▶ _EXERCISE REQUIREMENTS_
Write out all of the entries exactly as given.

▶ _DATA PROVIDED_
:::::
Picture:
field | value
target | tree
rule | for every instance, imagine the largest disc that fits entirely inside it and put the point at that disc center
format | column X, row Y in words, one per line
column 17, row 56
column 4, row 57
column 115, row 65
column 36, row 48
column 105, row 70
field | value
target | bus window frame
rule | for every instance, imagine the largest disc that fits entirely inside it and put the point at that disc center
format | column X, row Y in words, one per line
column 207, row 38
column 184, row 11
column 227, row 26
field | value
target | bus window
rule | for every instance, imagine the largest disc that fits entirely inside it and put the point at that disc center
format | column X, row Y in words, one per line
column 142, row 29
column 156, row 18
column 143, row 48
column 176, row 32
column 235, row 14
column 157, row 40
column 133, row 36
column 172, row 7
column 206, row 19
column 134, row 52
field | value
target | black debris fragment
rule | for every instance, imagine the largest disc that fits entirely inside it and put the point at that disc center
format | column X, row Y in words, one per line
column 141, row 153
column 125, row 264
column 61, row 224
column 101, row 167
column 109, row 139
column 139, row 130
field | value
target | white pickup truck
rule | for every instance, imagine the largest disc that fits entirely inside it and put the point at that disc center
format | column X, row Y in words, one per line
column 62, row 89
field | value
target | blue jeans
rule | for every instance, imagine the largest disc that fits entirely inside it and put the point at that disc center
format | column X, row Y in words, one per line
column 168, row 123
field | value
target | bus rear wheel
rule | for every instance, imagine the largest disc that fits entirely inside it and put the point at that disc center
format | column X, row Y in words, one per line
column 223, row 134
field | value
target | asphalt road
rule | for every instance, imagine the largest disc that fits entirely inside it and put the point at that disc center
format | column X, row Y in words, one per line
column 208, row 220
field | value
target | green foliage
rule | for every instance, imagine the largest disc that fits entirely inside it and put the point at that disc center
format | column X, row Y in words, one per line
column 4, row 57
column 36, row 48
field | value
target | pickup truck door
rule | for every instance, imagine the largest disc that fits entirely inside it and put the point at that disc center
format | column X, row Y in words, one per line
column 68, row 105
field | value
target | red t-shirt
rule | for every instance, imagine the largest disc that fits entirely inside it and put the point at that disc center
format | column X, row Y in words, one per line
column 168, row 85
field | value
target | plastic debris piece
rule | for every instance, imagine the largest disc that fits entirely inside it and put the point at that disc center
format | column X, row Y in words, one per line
:::::
▶ _SOLUTION TO THIS PROBLEM_
Picture:
field | value
target | tree
rule | for every instance, imagine the largest disc that fits entirely inside it and put the point at that disc center
format | column X, row Y in words, one per line
column 17, row 56
column 4, row 57
column 115, row 65
column 36, row 48
column 105, row 70
field | value
target | bus window frame
rule | for every instance, imagine the largest disc that fits entirely inside it and put the point at that disc center
format | column X, row Y in words, one per line
column 207, row 38
column 184, row 11
column 227, row 26
field | value
target | bus window
rule | for every instance, imagine the largest disc that fits entirely inside it and put the point at that disc center
format | column X, row Y in words, one per line
column 142, row 29
column 156, row 18
column 143, row 48
column 176, row 32
column 235, row 14
column 157, row 40
column 133, row 36
column 172, row 7
column 206, row 19
column 134, row 52
field | value
target | black debris fragment
rule | for every instance, imagine the largest disc that fits entirely inside it and put the point at that disc center
format | column X, row Y in words, one per line
column 141, row 153
column 125, row 264
column 61, row 224
column 101, row 167
column 109, row 139
column 139, row 130
field | value
target | white pickup truck
rule | for every instance, imagine the largest disc that fits entirely inside it and put the point at that disc center
format | column X, row Y in words, one per line
column 62, row 89
field | value
target | blue jeans
rule | for every instance, imagine the largest disc that fits entirely inside it and put the point at that disc center
format | column X, row Y in words, one per line
column 168, row 123
field | value
target | bus rear wheel
rule | for every instance, imagine the largest disc that fits entirely inside it and put the point at that disc center
format | column X, row Y in words, one per line
column 223, row 134
field | value
target | asphalt road
rule | for every instance, imagine the largest disc that fits entirely inside it and put the point at that disc center
format | column X, row Y in words, one per line
column 208, row 220
field | value
target | green foliage
rule | for every instance, imagine the largest disc that fits entirely inside it and put the point at that disc center
format | column X, row Y in words, one per line
column 4, row 57
column 36, row 48
field | value
target | pickup truck door
rule | for every instance, imagine the largest disc that fits entirely inside it and put the point at that disc center
format | column X, row Y in words, one per line
column 68, row 105
field | value
target | red t-shirt
rule | for every instance, imagine the largest disc that fits entirely inside it and put the point at that disc center
format | column X, row Y in words, one per line
column 168, row 85
field | value
target | plastic debris piece
rule | for every instance, imagine the largest disc that fits entirely inside it and put the point at that disc center
format | column X, row Y in words, one per line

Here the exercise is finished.